Requirement: Output the material beneath this task exactly, images excluded.
* Begin *
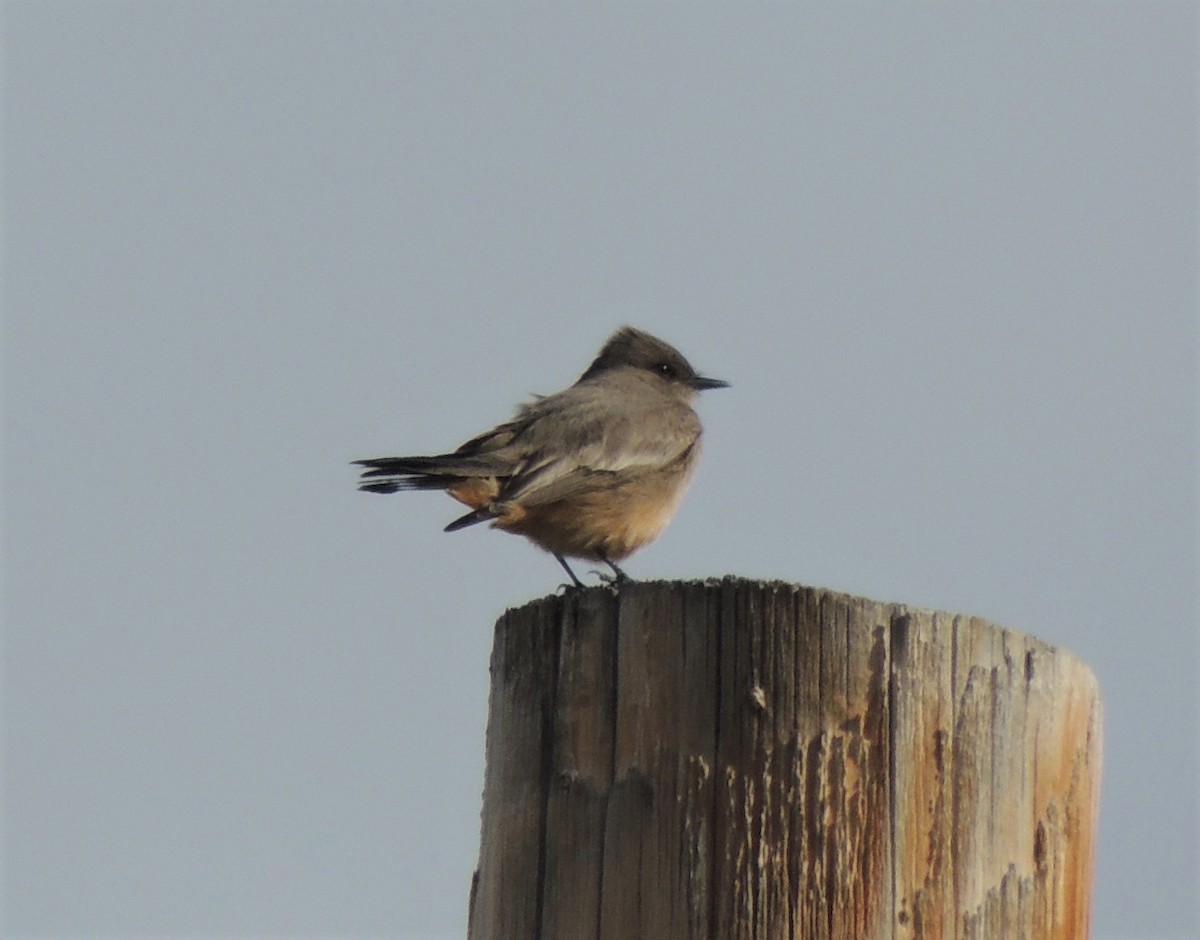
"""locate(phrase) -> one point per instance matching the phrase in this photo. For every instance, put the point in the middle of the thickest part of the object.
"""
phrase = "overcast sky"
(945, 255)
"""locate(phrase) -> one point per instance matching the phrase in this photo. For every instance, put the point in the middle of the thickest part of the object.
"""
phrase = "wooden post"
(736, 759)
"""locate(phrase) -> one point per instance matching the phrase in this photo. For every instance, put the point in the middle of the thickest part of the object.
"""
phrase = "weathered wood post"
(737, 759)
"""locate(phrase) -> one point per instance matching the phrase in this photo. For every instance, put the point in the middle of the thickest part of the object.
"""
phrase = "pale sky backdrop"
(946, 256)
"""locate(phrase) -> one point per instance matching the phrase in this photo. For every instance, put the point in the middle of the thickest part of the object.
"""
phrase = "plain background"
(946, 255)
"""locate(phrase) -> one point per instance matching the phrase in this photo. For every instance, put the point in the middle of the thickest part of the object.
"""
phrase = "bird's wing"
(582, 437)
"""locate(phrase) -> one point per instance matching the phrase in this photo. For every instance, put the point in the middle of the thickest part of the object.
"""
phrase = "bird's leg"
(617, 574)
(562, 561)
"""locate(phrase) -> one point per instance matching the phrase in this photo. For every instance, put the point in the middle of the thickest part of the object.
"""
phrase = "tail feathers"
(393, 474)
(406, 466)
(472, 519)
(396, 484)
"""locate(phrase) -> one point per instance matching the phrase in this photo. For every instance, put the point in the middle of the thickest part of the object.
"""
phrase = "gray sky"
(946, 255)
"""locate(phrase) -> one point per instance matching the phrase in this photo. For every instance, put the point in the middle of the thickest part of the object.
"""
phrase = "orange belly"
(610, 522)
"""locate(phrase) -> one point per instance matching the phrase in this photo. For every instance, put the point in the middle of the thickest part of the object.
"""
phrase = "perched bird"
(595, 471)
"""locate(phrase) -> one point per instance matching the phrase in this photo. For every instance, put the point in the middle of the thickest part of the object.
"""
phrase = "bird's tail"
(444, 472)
* End *
Reply to the task:
"""locate(phrase) -> one point per instance matching the phrase in this photo. For every instance, put the point in the middle of the thickest part of the object.
"""
phrase = "overcast sky"
(945, 255)
"""locate(phrase) -> one point per instance matching the phrase in this photo. For every instance, put the point in the middle of the thickest part of the object.
"""
phrase = "wooden post"
(736, 759)
"""locate(phrase) -> one point per instance matching the phrase in this photo. For every instance, put the point in the middle of the thickest part of the object.
"""
phrase = "weathered wood post"
(737, 759)
"""locate(phrase) -> one point per instance matching the phrase in this photo. For every instance, put the point in the middle of the thickest part of the object.
"""
phrase = "pale sky backdrop"
(946, 256)
"""locate(phrase) -> one point per instance matching the phrase in this photo. For every instance, put the point in the middle of the thickest part of the object.
"""
phrase = "plain background"
(946, 255)
"""locate(phrase) -> one point per instance matching the phrase in this photo. For every instance, put the point in the middle of the thickest part of the object.
"""
phrase = "bird's wing"
(582, 437)
"""locate(phrase) -> one point per instance matching the phrase in this photo. For every instance, put the point in the middle of the thickest part of the object.
"""
phrase = "bird's leg"
(617, 574)
(562, 561)
"""locate(phrase) -> one point per instance matching the phrase in this photo. For every instance, put the point in the middle of the thickest part of the object.
"""
phrase = "tail feathers"
(393, 474)
(406, 466)
(472, 519)
(396, 484)
"""locate(phrase) -> one point per instance matching the phrase in this photo. For every instance, put the point in the middle of the thickest part of the object.
"""
phrase = "gray sky"
(946, 255)
"""locate(phrase) -> one point per instance matching the phrase in this photo. For every instance, put the point in the middle of the thickest part of the object.
"""
phrase = "orange belly"
(610, 522)
"""locate(phrase) -> one point per instance matching the phrase in this photo. For every instance, put the point in the middle of the thickest part of the object.
"""
phrase = "perched bird"
(595, 471)
"""locate(phrase) -> one point per instance matching the phrase in this photo. For every instance, put the point in the middle of the thickest part of the object.
"""
phrase = "bird's tail"
(444, 472)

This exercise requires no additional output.